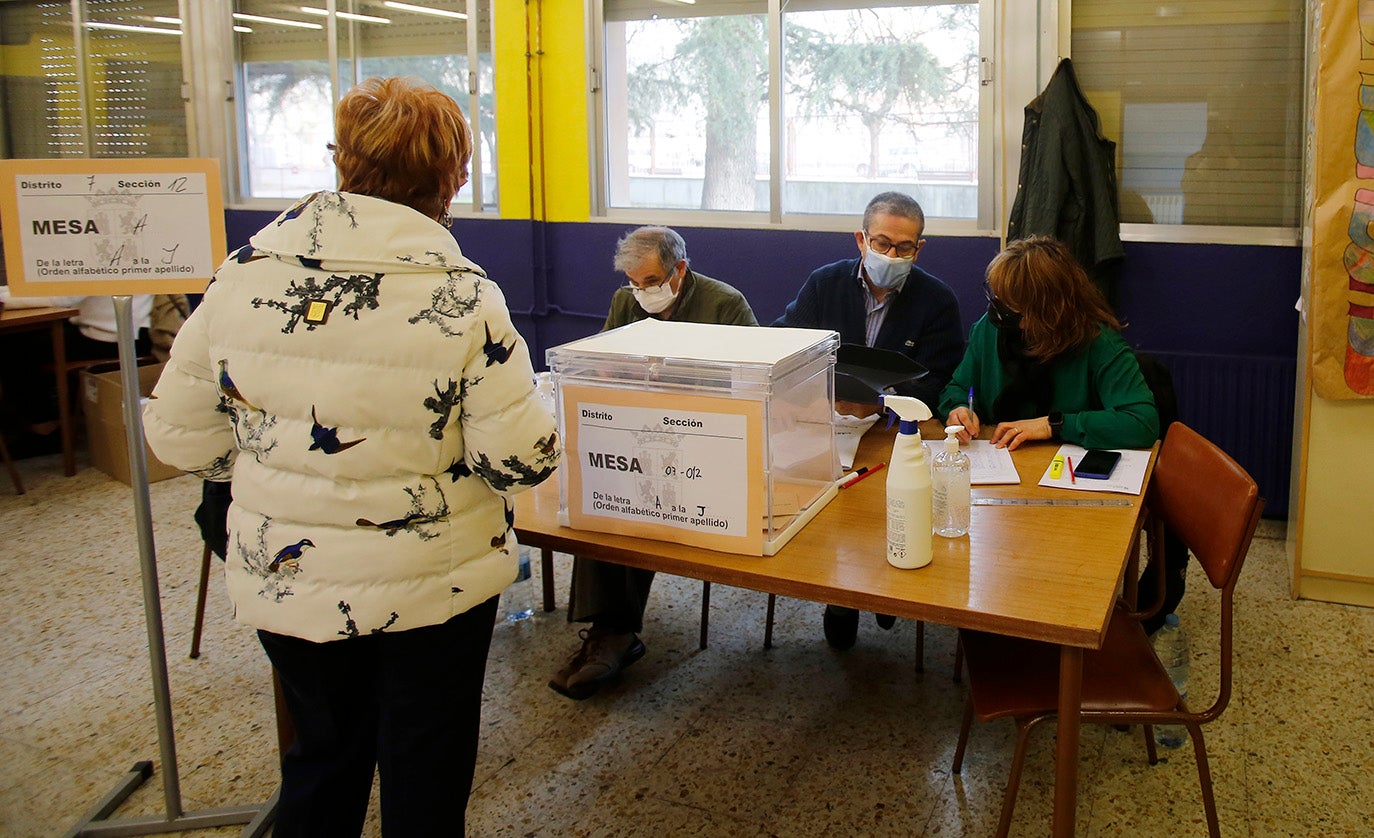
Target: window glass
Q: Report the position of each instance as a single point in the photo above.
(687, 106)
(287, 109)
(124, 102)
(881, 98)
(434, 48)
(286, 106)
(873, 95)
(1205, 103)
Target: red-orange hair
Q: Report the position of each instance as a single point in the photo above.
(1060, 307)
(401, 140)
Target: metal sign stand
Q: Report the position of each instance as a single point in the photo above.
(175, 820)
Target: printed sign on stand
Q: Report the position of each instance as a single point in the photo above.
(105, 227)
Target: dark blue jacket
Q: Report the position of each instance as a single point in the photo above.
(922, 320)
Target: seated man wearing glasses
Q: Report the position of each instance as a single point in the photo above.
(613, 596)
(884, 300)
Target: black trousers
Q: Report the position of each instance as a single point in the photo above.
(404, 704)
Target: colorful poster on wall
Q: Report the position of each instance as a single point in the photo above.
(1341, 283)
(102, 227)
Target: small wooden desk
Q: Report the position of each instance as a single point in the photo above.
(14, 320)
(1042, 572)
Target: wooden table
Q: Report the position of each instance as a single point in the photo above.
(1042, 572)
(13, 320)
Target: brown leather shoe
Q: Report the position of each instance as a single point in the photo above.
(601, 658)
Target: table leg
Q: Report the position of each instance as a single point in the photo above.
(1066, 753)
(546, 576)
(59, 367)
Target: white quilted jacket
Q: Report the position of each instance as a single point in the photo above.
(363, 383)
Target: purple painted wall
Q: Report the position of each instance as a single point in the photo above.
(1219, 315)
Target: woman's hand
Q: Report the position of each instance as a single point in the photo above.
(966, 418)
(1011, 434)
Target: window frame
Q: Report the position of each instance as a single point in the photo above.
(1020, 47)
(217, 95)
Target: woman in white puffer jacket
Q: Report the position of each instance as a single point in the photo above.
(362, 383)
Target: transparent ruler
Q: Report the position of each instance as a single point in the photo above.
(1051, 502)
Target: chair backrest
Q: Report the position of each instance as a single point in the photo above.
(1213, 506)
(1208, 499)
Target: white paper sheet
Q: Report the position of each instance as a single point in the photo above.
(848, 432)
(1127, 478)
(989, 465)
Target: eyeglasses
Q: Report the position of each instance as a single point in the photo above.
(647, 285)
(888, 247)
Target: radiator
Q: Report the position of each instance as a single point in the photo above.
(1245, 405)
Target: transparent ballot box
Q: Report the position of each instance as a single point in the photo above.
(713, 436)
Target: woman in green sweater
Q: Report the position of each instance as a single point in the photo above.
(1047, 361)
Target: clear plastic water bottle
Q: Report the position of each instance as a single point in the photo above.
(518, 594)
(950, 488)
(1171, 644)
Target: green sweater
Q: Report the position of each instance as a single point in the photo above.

::::

Copy the records verbatim from the line containing "Target: brown leather shoe" through the line containing "(1011, 434)", including both of those lines.

Target: brown leather shoe
Q: Report the position of each instance as a single point in the photo above.
(601, 658)
Target: table leg
Q: Report the position of each instance as a single point in the photo above.
(1066, 753)
(546, 576)
(59, 367)
Target: white quilted jacket
Q: Report the position of each instance as a single point in the photo above.
(363, 383)
Target: purple painted wall
Q: Report the position of each instance as a single point in the photo above.
(1219, 315)
Target: woman's hand
Q: Report the position of each instance as a single point in the photo above.
(966, 418)
(1011, 434)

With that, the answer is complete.